----- EXCERPT TO READ
The collapse in air passenger demand caused by the coronavirus pandemic led the Lufthansa Group to a €1.7 billion loss in the second quarter, with revenue down 80 percent year over year.
According to the company's earnings report, the group's airlines carried 1.7 million passengers in Q2—a drop of 96 percent on the previous year. Capacity fell by 95 percent, while the load factor was down 27 percentage points to 56 percent. Despite freight operations propping up revenues of €1.9 billion in the quarter, overall freight capacity fell 54 percent due to reduced passenger flights.
For the first half of the year to June 30, the Lufthansa Group's revenue fell 52 percent to €8.3 billion, leading to a €2.9 billion loss compared with a €418 million profit in 2019.
The figures come despite efforts by the company to cut costs, which yielded a 59 percent reduction in operating costs owing largely to the introduction of short-time working for a large portion of staff and the cancellation of non-essential expenditure.
The Lufthansa Group announced in June that it would have to cut up to 22,000 jobs as a result of the downturn. It has already reduced staffing levels by 8,300 employees and initially hoped to avoid further redundancies but now says further layoffs cannot be ruled out.
According to Lufthansa, the company held €2.8 billion in available liquidity as of 30 June, though this figure does not include the €9 billion in emergency funding provided by the German government and approved by shareholders at the end of June, from which it has only started receiving money since the beginning of July.
----------
----- SOURCE INFORMATION
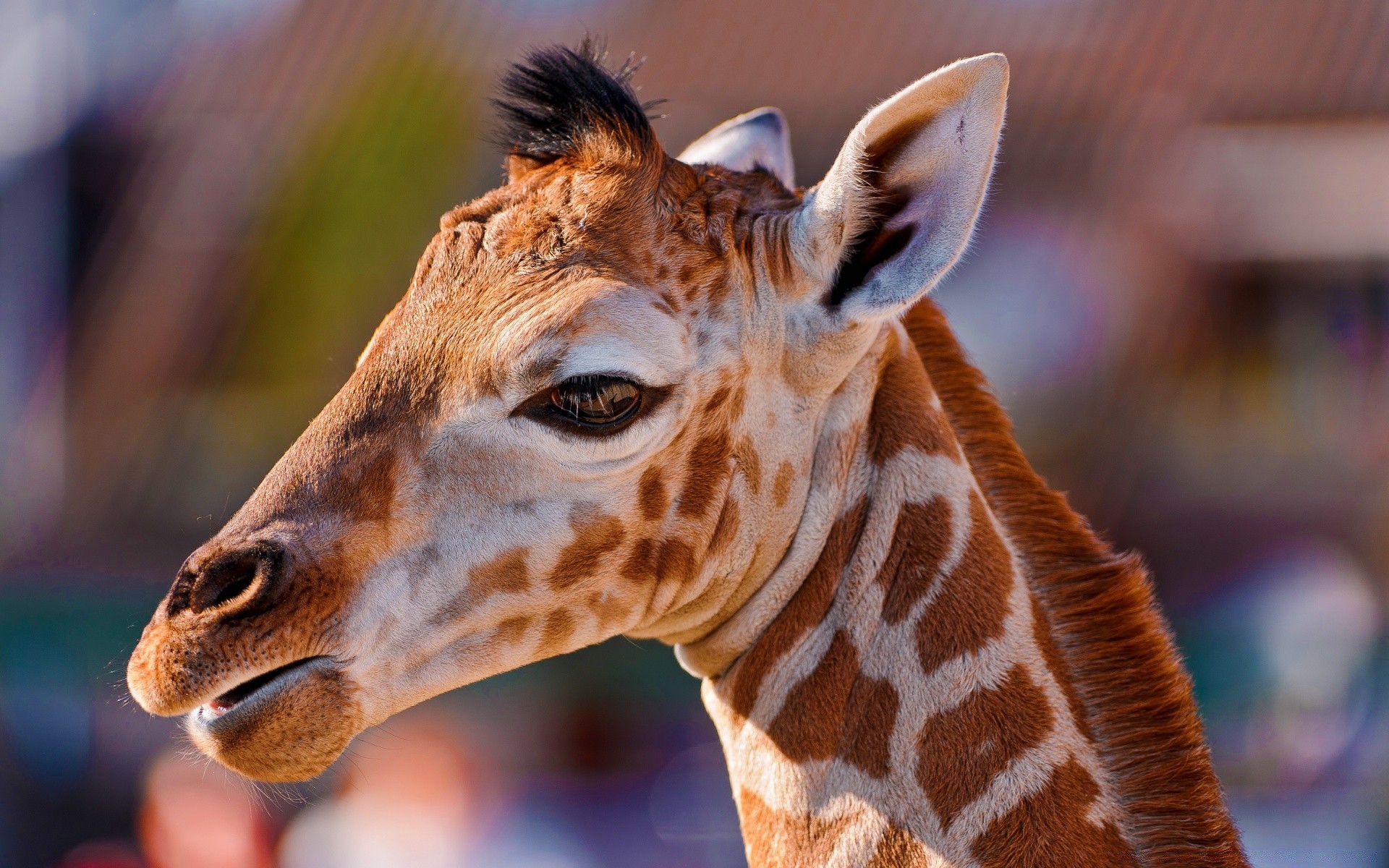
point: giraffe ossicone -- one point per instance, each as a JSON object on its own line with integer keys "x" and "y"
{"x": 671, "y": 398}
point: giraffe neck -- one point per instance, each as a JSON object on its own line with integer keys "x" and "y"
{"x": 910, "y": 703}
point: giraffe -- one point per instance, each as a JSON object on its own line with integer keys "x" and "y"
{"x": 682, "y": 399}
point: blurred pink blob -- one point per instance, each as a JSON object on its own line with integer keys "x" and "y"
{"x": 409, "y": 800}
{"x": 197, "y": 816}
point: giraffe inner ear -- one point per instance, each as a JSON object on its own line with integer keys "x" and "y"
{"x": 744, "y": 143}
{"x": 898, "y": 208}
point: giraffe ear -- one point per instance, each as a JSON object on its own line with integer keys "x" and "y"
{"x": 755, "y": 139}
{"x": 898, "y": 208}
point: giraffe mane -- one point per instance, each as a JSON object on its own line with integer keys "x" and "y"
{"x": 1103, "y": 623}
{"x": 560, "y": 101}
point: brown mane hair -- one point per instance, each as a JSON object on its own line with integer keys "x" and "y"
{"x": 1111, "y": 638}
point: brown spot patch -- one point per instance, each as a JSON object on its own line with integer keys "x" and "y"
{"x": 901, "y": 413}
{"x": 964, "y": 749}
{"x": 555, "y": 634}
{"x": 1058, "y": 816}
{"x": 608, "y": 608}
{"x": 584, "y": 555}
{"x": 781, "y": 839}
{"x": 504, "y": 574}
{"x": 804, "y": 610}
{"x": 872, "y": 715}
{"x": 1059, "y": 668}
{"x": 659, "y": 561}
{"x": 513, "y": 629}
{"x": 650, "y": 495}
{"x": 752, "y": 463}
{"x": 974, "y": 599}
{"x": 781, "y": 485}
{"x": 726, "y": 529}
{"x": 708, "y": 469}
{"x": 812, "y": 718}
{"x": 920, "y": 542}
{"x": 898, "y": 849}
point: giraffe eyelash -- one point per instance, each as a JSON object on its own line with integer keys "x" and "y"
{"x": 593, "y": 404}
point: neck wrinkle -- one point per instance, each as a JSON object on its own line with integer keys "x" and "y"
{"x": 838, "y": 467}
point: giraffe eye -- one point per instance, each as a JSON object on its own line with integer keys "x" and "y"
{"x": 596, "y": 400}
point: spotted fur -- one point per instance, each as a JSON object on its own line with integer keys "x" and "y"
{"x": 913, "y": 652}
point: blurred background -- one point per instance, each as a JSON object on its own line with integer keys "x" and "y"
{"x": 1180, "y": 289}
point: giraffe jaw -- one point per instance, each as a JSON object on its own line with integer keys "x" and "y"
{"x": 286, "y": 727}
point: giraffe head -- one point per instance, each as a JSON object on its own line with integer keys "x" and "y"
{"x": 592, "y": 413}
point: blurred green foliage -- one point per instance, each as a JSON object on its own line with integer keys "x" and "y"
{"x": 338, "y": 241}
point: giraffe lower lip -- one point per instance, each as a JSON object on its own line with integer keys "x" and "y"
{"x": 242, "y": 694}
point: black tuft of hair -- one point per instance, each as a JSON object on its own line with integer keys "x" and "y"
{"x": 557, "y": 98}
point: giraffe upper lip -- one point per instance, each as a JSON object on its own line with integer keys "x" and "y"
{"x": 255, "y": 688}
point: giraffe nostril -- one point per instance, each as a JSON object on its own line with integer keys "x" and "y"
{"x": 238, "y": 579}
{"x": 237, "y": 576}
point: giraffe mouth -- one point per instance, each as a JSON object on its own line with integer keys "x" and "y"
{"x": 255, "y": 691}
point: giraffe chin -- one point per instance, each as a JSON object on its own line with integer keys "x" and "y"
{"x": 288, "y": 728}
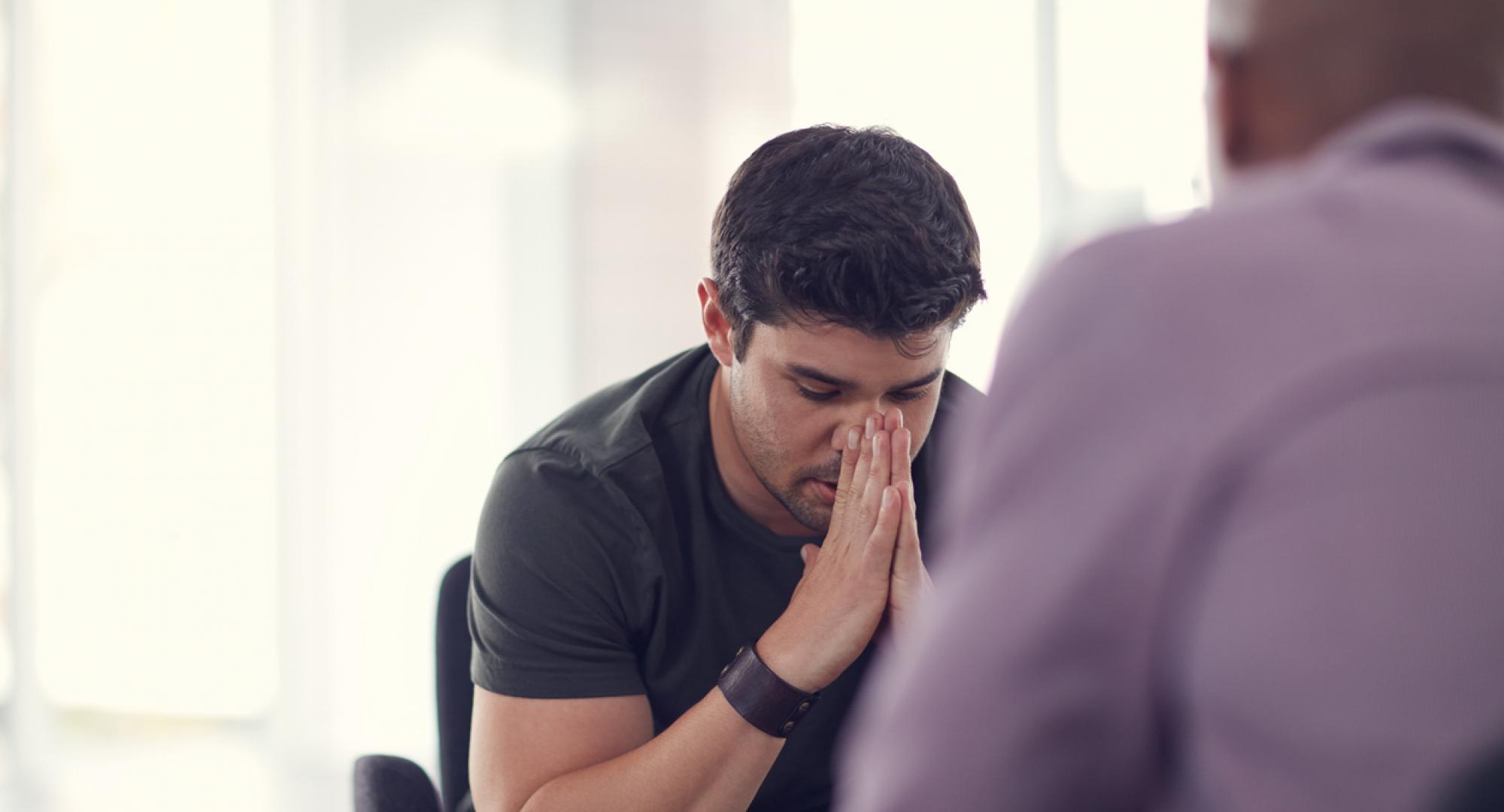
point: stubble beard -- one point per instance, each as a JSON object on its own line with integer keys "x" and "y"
----------
EXERCISE GOAL.
Write the next few sentences of the report on the Lufthansa Group's pandemic-era losses, starting after its last sentence. Nothing in the data is needed here.

REPLY TO THE TASK.
The Lufthansa Group said it does not expect passenger demand to return to pre-pandemic levels until 2024 at the earliest. It has therefore launched a comprehensive restructuring program called "ReNew", which includes the previously announced redundancies and a permanent fleet reduction of at least 100 aircraft. However, the group plans to offer the same capacity level as 2019 in 2024.
ReNew also includes an increase in productivity by reducing the number of Air Operator Certificates to a maximum of 10, a 20 percent reduction in the size of the executive and management boards, and 1,000 redundancies through the administration of Deutsche Lufthansa AG.
Chairman and CEO Carsten Spohr commented: "We are experiencing a caesura in global air traffic. We do not expect demand to return to pre-crisis levels before 2024. Especially for long-haul routes there will be no quick recovery.
"We were able to counteract the effects of the coronavirus pandemic in the first half of the year with strict cost management as well as with the revenues from Lufthansa Technik and Lufthansa Cargo. And we are benefitting from the first signs of recovery on tourist routes, especially with our leisure travel offers of the Eurowings and Edelweiss brands. Nevertheless, we will not be spared a far-reaching restructuring of our business.
"We are convinced that the entire aviation industry must adapt to a new normal. The pandemic offers our industry a unique opportunity to recalibrate: to question the status quo and, instead of striving for 'growth at any price,' to create value in a sustainable and responsible way."